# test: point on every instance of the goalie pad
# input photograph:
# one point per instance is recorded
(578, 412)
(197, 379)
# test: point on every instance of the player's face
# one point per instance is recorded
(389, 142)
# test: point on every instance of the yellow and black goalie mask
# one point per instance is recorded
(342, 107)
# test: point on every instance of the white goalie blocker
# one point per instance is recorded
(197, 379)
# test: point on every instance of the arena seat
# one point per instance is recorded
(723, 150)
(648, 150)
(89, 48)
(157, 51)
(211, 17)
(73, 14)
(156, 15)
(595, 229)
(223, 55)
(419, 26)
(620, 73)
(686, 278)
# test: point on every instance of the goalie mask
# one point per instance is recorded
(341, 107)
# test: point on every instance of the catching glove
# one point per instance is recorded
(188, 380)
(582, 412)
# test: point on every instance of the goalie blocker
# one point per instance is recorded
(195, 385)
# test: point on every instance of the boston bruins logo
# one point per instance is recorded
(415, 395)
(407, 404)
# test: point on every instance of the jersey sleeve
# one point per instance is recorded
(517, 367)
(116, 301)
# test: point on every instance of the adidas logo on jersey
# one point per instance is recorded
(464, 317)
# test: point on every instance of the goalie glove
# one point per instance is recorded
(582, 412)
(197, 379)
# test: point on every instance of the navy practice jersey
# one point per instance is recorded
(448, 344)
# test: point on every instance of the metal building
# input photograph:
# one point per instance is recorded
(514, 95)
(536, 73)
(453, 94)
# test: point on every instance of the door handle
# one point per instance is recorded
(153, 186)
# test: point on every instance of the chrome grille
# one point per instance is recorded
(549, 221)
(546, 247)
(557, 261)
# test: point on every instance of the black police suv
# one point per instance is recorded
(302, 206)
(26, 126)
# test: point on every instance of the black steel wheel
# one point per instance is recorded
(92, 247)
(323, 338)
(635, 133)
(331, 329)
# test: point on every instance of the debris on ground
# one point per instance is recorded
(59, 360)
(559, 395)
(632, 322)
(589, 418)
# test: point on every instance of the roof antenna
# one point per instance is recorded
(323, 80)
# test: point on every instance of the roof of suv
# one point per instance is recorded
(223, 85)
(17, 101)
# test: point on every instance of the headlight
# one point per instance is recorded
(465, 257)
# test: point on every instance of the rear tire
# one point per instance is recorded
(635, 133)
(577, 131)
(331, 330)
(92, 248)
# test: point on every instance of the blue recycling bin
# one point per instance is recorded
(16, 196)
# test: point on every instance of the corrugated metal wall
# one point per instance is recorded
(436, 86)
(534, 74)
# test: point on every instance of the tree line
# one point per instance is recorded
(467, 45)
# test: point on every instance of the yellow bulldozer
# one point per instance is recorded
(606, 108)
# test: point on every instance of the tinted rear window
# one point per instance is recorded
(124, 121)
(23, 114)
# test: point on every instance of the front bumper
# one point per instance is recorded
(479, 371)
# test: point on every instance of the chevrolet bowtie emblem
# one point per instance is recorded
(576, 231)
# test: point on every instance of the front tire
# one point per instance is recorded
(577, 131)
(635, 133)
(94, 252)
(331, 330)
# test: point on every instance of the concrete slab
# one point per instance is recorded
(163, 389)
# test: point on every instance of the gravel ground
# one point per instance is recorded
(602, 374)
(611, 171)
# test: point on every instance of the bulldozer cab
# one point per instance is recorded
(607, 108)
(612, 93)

---+---

▶ **Set task**
Write the data out again in full and exactly.

▶ **Task solution**
# test: point on every instance of the goalie pad
# input photograph:
# one point per instance is recorded
(578, 412)
(197, 379)
# test: point on every instance of the player's face
# one point per instance is recorded
(389, 142)
# test: point on every instance of the yellow and black goalie mask
# one point per instance is recorded
(342, 107)
# test: point on every instance of the white goalie blocker
# one point per instance is recorded
(197, 379)
# test: point on every instance of the arena seat
# one point per instance is recorded
(723, 150)
(648, 150)
(89, 48)
(157, 51)
(211, 17)
(73, 14)
(156, 15)
(595, 229)
(223, 55)
(419, 26)
(620, 73)
(686, 278)
# test: point on every instance of the goalie mask
# one point per instance is recorded
(341, 107)
# test: point on every instance of the catching glove
# one point per instance is recorded
(188, 380)
(582, 412)
# test: point on every instance of the goalie blocker
# one point per instance is recorded
(195, 385)
# test: point on every instance of the boston bruins logo
# one point per instance is recorded
(415, 395)
(407, 404)
# test: point on every instance of the jersey sleeve
# one point per instance is recorded
(517, 367)
(116, 301)
# test: point on every instance of the adidas logo on jersey
# one point per instance is recorded
(464, 317)
# test: point on every instance of the goalie glove
# one point per instance is recorded
(582, 412)
(197, 379)
# test: point on every instance of the navy practice jersey
# one point per instance is recorded
(448, 344)
# test: point on every instance of the metal building
# input photograph:
# one point per instance is recorded
(514, 95)
(536, 73)
(453, 94)
# test: point on every instance of the door handle
# one point per instance is recorded
(153, 186)
# test: point on every instance of the chrome grille
# one point per instance is recorded
(549, 221)
(546, 247)
(557, 261)
# test: point on every instance of the black police suv
# one point per instance is recorded
(302, 206)
(26, 126)
# test: point on every instance of the black steel wheel
# one point per instance is recorded
(92, 247)
(323, 338)
(635, 133)
(331, 329)
# test: point on every instance of the debris on ground
# one point per instance is recorded
(59, 360)
(559, 395)
(632, 322)
(589, 418)
# test: point on every instance of the roof antenna
# one point per instance is recorded
(323, 80)
# test: point on every instance of the roof of suv
# one point per instance is recorded
(223, 85)
(17, 101)
# test: point on every instance of the headlight
# one point per instance is recorded
(465, 257)
# test: point on every instance of the rear tire
# one point per instance is recorded
(635, 133)
(577, 131)
(331, 330)
(92, 248)
# test: point on every instance of the blue recycling bin
# one point per instance is recorded
(16, 196)
# test: point on every instance of the corrugated metal wall
# one point per instance is recorded
(436, 86)
(534, 74)
# test: point on every instance of the tree line
# one point per instance is recorded
(467, 45)
# test: point on every instance of the yellow bulldozer
# one point per instance is recorded
(606, 108)
# test: point on every instance of the tinted rear window
# one point per instance is recorded
(124, 121)
(23, 114)
# test: point on every instance of the front bumper
# one point per instance is recorded
(479, 371)
# test: point on every instance of the chevrolet bowtie emblem
# one point per instance is recorded
(576, 231)
# test: point on every instance of the front tire
# one point per instance is recorded
(577, 131)
(635, 133)
(94, 252)
(331, 330)
# test: point on every instance of the concrete slab
# one point per instance is recorded
(163, 389)
# test: point on every instance of the gravel ground
# one point per instance is recorded
(602, 374)
(611, 171)
# test: point on every instance of the bulldozer cab
# one point per instance is recorded
(607, 108)
(612, 93)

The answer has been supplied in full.